» TASK GOAL:
Add 94 to each x and y coordinate in the answer points, and write out again the rows from the line with "Objective — one marker per instance of the leafy" through the end of the rows, keeping the requests with them. Leave the pictures out.

» EXERCISE MATERIALS:
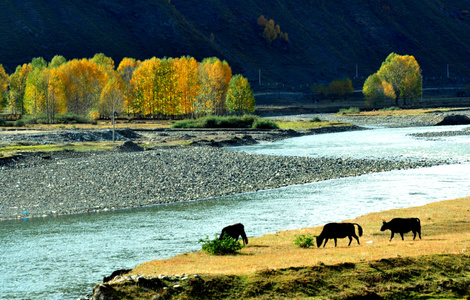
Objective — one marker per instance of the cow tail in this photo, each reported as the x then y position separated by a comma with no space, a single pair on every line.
359,228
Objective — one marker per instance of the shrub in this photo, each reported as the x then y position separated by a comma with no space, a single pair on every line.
19,123
265,124
72,119
246,121
225,246
304,240
315,120
351,110
390,108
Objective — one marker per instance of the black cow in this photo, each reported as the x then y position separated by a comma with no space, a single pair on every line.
235,231
116,273
338,231
403,225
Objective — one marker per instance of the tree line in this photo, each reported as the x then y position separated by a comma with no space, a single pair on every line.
153,88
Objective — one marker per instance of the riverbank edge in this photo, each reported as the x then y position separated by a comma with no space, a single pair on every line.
442,273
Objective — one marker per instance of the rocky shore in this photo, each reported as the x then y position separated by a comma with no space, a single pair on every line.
38,184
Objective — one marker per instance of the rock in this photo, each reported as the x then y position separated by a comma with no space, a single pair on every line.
129,146
150,283
102,292
454,120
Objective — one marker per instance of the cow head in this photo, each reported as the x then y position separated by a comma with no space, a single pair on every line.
384,226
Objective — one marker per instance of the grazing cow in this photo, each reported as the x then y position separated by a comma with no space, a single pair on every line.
116,273
403,225
338,231
235,231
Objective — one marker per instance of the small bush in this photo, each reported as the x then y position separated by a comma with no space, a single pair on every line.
246,121
304,240
265,124
315,120
390,108
19,123
351,110
225,246
72,119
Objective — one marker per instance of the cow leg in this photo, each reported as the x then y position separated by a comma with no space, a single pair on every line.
357,239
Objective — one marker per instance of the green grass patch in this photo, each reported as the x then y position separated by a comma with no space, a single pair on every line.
246,121
438,276
30,147
224,246
308,124
349,111
304,240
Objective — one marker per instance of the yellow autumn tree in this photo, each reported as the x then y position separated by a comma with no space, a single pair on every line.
125,69
3,87
403,74
112,99
240,98
188,84
377,91
54,102
17,86
143,88
83,84
214,76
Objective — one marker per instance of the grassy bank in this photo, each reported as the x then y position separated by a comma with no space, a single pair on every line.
272,266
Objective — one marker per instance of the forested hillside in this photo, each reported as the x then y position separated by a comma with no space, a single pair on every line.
314,41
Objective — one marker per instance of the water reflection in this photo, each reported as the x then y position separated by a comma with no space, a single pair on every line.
63,257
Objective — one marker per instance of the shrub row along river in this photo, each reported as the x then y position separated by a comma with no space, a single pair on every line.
63,257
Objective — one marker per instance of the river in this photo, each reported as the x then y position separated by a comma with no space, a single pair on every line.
63,257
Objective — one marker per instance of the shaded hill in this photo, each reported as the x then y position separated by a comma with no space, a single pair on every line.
327,39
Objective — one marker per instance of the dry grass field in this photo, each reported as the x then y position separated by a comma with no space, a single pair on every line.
272,267
445,230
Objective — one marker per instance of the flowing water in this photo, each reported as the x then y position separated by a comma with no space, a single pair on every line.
63,257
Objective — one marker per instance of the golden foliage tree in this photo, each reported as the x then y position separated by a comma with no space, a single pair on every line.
188,83
377,91
3,86
83,84
214,76
17,89
125,69
240,98
403,74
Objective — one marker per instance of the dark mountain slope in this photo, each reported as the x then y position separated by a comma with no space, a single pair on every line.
327,39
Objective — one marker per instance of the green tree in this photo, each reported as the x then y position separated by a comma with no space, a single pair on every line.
403,74
377,91
340,88
214,76
3,86
112,99
17,89
240,98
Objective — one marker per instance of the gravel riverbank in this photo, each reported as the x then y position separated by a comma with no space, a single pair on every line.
119,180
35,185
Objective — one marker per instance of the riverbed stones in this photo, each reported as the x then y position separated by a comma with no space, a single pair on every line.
116,180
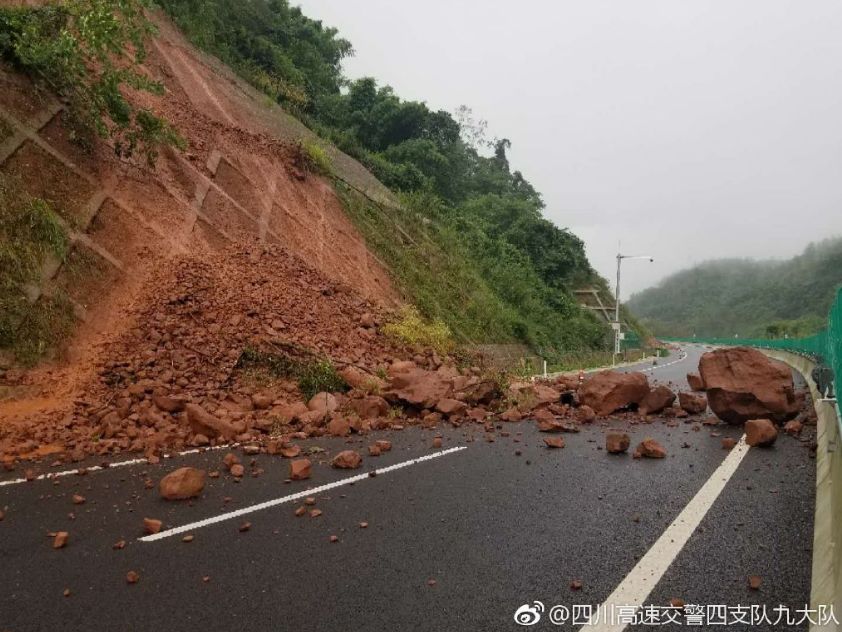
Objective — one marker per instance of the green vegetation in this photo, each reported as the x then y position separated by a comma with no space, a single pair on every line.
410,328
30,231
770,299
470,246
313,374
88,52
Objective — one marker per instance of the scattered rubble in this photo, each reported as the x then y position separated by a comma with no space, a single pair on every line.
183,483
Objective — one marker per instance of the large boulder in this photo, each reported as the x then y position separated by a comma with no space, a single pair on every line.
657,399
692,403
743,384
608,391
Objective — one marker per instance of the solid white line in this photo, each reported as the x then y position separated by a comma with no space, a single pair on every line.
292,497
637,585
99,468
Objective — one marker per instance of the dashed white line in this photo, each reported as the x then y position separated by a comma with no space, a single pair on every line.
643,578
292,497
99,468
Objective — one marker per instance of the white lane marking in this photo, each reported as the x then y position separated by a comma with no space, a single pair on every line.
99,468
637,585
292,497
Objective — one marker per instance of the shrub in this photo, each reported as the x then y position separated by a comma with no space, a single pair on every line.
89,52
316,159
410,328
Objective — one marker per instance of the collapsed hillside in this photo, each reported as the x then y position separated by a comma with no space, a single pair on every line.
233,262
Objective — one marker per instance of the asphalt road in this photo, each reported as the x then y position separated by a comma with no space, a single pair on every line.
455,542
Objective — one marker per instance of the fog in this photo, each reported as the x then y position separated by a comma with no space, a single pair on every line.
684,130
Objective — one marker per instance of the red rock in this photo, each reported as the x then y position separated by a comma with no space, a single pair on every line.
656,400
418,387
609,391
347,460
369,407
617,442
650,449
299,469
585,414
793,427
451,407
262,401
695,382
692,403
169,404
183,483
743,384
202,422
290,451
338,427
760,432
512,414
323,403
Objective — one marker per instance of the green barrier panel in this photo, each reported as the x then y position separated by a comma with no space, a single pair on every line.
826,344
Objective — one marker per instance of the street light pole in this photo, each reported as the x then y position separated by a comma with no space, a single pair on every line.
616,323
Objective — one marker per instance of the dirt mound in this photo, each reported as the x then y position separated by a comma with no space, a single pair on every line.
237,188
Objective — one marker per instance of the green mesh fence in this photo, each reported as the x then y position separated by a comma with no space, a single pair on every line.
826,345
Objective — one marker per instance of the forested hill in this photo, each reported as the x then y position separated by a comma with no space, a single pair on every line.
750,298
478,252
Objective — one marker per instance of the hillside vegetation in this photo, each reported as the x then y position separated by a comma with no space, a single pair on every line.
749,298
470,245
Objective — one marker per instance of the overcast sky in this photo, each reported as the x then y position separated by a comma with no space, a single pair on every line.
684,129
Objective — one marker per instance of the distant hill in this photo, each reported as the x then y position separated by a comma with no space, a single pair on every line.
724,297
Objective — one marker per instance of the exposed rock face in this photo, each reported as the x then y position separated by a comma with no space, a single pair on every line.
760,432
694,380
608,391
744,384
657,399
692,403
183,483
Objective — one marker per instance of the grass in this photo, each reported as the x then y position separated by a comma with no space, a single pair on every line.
30,231
313,374
410,328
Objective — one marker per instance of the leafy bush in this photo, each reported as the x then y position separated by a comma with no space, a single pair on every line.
30,231
410,328
89,52
316,158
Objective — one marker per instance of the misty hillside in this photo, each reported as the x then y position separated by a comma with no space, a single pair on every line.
725,297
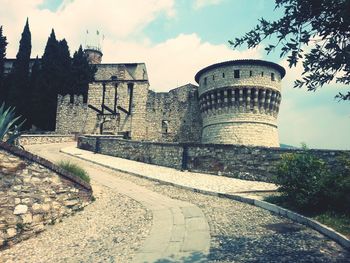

» RESULT OF THE EXERCISE:
Objective — one marker per instance of the leafy bush in this photo, each reported as the x then y position separated by a comma with no space, a single pair on every line.
124,325
504,422
183,146
410,252
Objective — one marker per instance of the misty hillside in this photo, each reported as the x then y position separated by a comma with no space, a single pair on every line.
819,391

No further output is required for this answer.